╔══
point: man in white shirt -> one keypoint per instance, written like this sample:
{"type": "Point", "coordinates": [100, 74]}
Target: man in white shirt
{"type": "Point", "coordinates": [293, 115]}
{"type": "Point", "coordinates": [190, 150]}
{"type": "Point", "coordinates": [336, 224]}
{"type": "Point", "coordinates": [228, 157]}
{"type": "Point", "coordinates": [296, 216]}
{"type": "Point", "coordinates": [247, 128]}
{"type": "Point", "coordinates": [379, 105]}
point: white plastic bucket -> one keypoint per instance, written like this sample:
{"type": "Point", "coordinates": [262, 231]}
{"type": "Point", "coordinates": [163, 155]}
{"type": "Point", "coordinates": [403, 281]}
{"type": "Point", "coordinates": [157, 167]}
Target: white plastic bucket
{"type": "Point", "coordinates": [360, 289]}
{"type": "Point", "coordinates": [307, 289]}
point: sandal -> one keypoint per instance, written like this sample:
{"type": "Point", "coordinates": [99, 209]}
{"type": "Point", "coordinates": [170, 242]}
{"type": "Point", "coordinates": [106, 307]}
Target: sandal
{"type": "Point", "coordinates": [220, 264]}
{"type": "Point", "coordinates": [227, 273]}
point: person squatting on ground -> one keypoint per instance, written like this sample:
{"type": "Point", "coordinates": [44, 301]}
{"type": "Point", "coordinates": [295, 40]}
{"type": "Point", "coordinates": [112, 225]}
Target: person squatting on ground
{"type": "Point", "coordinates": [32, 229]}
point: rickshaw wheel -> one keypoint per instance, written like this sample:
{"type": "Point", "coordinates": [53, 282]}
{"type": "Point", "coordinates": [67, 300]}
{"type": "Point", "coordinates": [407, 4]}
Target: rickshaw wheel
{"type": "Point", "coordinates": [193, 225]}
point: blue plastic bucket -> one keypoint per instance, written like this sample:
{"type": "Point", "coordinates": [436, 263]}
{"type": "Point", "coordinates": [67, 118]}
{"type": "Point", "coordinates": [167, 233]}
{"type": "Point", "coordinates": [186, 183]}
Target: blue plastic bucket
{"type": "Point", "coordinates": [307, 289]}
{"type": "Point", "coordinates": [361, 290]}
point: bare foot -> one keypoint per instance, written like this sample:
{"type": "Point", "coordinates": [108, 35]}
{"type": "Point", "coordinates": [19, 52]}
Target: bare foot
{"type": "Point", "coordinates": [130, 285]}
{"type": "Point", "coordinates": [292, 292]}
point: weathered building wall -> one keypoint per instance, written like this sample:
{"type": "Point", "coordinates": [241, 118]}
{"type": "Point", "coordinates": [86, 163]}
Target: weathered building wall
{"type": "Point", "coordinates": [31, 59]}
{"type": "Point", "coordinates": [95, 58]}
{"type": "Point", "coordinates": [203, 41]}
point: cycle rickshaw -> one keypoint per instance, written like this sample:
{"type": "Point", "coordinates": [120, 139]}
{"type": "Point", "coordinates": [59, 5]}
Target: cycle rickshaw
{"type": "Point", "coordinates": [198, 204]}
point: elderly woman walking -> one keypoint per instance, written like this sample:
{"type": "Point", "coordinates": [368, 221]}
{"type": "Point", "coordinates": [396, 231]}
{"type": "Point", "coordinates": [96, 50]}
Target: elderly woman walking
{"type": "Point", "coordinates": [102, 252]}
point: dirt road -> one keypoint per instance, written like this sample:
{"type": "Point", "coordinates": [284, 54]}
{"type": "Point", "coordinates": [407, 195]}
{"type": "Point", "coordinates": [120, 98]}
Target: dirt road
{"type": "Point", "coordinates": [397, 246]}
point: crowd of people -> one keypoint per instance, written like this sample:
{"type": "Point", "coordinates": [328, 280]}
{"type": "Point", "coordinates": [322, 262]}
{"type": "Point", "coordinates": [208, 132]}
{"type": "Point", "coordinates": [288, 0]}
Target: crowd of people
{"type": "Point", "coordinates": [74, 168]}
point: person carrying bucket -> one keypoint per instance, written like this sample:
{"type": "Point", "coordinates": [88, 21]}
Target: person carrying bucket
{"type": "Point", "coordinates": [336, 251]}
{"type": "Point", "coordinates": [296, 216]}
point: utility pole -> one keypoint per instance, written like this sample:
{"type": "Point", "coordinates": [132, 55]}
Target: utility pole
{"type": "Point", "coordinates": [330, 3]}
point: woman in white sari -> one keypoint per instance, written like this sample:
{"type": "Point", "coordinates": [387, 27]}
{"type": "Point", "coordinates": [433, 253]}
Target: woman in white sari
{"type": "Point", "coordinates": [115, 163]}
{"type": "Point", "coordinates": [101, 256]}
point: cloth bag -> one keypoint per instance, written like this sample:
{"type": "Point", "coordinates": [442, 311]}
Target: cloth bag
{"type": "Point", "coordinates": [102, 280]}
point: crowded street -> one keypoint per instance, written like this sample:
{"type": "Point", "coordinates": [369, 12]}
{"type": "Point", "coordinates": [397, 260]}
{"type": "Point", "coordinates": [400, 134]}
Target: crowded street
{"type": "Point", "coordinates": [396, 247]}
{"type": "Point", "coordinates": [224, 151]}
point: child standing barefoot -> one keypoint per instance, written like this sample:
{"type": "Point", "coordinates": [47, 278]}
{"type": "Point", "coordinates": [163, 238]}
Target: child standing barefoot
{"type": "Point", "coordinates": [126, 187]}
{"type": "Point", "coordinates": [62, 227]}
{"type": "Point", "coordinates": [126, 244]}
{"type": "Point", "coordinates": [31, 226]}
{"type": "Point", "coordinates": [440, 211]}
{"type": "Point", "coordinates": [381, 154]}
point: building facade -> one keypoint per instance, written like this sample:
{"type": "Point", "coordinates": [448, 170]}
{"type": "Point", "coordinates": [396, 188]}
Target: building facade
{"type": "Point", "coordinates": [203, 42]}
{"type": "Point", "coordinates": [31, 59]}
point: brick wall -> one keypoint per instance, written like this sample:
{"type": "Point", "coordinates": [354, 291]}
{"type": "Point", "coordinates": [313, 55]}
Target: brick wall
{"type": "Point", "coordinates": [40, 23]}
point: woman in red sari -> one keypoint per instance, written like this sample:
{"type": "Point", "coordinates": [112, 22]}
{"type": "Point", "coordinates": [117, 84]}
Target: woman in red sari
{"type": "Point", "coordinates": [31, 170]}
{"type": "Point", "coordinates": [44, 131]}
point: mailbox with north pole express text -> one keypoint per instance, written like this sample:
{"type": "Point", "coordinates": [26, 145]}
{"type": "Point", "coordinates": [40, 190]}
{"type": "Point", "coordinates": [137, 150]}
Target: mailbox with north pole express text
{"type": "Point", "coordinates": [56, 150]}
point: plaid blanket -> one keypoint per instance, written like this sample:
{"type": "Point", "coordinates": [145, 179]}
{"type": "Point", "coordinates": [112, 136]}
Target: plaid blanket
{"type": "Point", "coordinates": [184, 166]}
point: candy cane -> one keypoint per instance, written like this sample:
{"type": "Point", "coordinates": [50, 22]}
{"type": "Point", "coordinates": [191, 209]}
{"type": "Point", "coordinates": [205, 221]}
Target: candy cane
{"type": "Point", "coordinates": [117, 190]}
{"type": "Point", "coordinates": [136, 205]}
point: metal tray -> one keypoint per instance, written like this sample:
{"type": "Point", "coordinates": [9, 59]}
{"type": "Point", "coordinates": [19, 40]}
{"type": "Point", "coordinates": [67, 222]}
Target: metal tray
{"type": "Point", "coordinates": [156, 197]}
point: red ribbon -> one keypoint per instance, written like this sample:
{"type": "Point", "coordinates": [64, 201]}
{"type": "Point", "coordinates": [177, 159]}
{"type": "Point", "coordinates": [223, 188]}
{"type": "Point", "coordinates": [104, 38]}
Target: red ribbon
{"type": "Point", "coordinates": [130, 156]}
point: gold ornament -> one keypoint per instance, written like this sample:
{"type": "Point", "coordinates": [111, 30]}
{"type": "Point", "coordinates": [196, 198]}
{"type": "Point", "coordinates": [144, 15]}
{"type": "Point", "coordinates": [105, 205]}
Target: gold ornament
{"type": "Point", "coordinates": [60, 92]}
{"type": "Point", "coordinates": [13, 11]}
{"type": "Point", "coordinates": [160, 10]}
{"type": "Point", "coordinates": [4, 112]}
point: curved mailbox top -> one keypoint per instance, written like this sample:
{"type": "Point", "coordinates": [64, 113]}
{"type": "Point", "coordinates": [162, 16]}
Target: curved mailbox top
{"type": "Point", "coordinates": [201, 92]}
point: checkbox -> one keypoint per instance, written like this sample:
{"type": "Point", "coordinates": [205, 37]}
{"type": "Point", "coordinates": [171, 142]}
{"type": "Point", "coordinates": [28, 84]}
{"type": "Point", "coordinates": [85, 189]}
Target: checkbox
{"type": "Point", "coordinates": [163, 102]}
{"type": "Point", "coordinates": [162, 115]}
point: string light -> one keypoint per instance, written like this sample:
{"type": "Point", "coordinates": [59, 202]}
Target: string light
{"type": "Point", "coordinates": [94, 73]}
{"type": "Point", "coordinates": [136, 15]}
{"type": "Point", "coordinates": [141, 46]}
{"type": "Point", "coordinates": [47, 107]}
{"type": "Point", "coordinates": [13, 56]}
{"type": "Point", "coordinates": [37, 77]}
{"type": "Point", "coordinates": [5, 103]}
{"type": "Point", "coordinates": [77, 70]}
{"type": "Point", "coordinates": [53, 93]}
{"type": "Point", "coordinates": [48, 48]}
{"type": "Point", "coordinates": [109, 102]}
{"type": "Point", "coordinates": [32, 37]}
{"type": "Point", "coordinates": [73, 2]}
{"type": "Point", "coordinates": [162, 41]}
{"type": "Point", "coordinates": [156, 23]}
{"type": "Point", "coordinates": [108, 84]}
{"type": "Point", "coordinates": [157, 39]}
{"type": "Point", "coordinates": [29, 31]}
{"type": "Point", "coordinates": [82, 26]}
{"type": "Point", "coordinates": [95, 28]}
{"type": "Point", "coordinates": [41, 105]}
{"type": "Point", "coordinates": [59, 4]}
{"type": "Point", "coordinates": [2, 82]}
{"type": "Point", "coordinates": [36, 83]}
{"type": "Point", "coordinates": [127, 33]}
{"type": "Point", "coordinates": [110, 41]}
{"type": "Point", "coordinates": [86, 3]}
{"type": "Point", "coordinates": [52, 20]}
╚══
[WHAT YOU SHOULD DO]
Count the lines of the material above that contain the word "crowded", and reply with the number only.

[PROBLEM SOLUTION]
2